GIVEN REQUEST 1: List every year that the biography of Markus Storck mentions.

SOURCE PASSAGE:

• • •

Markus Storck is a German bicycle designer and developer, known for creating the lightest racing bike fork in the world, made of carbon fiber, and the first ever carbon fiber bicycle crank.[1] He is the managing director and founder of Storck Bicycle, award-winning designer and innovator,[1] and his current developments hold the world record lightness and stiffness to weight ratios.[2]

Early life[edit]

Storck was born in 1964 in Frankfurt am Main, Germany, where he worked in his parents' bicycle shop, and the first German retailer of Cannondale bicycles. Storck comes from a long lineage of bicyclists and bike racers. His great, great grandfather joined a cycling club in 1876 and was a member for over 25 years. His grandfather, Willi Muller, and granduncle were professional racers on the Opel professional racing team, with his grandfather winning several track and road races. Most of his extended family either competed in races or was heavily involved in cycling.[3]

Storck started biking at an early age and competed in his first road race at six. His grandparents and parents owned several bicycle shops and Storck was involved in the shops at a young age. As a teenager, his parents opened another shop which Storck ran after school.[4]

His family interest in bicycles led him to complete a business course in the bicycle trade, followed by launching his first business, Bike-tech, in 1986.[5] He founded Storck Bike-tech GmbH in 1989 and Storck Bike-tech, Inc. in the USA in 1992, and in 1995 rebranded the company under the name "Storck Bicycle".

• • •

GIVEN REQUEST 2: Update the records from their first line through the line containing "path_fill_rule: evenodd", replacing "green leaf" with "fallen leaf" and leaving everything else unchanged. Give only those lines.

• • •

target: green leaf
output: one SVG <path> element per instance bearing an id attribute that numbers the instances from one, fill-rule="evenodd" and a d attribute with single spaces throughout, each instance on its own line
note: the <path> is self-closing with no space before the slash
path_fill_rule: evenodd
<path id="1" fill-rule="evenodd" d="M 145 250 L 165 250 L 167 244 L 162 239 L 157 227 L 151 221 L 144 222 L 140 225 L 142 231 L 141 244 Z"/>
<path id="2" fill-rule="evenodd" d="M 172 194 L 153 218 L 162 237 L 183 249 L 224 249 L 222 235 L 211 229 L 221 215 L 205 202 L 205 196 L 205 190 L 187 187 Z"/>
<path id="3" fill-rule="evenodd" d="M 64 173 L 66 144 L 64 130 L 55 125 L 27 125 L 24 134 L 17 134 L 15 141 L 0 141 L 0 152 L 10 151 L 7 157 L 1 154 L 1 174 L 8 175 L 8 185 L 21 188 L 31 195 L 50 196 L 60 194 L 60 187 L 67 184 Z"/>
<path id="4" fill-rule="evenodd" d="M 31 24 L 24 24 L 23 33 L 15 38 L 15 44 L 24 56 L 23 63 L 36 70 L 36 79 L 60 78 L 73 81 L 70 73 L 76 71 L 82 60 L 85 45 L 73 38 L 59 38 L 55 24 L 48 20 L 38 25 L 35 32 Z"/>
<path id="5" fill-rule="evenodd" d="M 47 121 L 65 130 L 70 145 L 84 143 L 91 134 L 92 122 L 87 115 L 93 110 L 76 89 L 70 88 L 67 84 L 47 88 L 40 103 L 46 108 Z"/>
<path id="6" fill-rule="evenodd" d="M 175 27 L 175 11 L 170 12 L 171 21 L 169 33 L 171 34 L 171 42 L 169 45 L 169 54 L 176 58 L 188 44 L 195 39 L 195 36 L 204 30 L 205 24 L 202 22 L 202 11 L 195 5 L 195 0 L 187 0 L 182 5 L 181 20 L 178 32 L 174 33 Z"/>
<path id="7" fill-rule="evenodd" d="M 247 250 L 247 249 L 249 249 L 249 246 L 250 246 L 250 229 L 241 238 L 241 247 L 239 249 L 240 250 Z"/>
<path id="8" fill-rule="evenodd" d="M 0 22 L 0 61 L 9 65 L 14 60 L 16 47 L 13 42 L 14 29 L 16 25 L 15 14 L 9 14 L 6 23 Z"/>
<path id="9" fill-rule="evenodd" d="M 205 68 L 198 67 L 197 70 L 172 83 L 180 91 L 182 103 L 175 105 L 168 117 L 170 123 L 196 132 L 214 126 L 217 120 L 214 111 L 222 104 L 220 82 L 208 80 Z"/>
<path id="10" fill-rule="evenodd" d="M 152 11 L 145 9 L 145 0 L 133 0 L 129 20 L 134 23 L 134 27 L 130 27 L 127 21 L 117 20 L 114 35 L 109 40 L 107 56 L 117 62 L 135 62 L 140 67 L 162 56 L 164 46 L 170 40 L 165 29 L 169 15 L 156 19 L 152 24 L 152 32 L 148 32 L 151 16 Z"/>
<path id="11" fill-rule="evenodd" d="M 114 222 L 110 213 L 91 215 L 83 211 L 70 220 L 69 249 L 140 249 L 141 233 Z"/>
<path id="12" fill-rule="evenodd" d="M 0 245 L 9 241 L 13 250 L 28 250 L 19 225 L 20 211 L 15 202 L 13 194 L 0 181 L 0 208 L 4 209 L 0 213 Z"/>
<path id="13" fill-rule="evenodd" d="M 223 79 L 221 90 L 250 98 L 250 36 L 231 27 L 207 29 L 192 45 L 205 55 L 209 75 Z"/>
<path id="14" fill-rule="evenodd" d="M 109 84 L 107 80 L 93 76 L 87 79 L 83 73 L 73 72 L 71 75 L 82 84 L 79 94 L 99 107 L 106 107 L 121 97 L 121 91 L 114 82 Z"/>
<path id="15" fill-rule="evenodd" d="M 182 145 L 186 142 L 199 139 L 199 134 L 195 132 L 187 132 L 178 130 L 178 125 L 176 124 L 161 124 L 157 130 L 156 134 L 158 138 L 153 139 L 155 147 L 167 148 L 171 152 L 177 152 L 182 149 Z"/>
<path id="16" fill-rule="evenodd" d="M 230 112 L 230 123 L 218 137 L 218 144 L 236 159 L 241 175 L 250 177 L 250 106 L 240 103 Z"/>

• • •

RESPONSE 1: 1964, 1876, 1986, 1989, 1992, 1995

RESPONSE 2:
target: fallen leaf
output: one SVG <path> element per instance bearing an id attribute that numbers the instances from one, fill-rule="evenodd" and a d attribute with single spaces throughout, each instance on its own line
note: the <path> is self-closing with no space before the slash
path_fill_rule: evenodd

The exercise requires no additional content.